• _WORK ORDER_:
Each entry needs to be restated exactly as written.

• _DATA_:
..............................

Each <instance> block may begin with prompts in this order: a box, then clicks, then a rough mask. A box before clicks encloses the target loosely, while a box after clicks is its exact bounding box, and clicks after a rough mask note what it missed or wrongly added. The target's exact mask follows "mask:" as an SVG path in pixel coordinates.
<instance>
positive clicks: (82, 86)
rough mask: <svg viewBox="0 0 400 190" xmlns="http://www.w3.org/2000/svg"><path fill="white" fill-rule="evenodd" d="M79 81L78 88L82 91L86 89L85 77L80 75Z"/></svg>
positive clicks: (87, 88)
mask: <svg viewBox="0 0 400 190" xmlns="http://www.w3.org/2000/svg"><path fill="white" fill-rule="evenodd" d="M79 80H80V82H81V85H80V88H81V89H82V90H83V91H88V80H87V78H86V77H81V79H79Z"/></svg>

..............................

• _EXERCISE SOLUTION_:
Each <instance> block may begin with prompts in this order: a box, then clicks, then a rough mask. A box before clicks encloses the target loosely, while a box after clicks is its exact bounding box, and clicks after a rough mask note what it missed or wrongly added. The target's exact mask follows "mask:" as an SVG path in pixel coordinates.
<instance>
positive clicks: (82, 86)
rough mask: <svg viewBox="0 0 400 190" xmlns="http://www.w3.org/2000/svg"><path fill="white" fill-rule="evenodd" d="M79 81L78 88L82 91L86 89L85 77L80 75Z"/></svg>
positive clicks: (87, 88)
mask: <svg viewBox="0 0 400 190" xmlns="http://www.w3.org/2000/svg"><path fill="white" fill-rule="evenodd" d="M79 80H80V82H81V85H80V88H81V89H82V90H83V91H88V80H87V78H86V77H81V79H79Z"/></svg>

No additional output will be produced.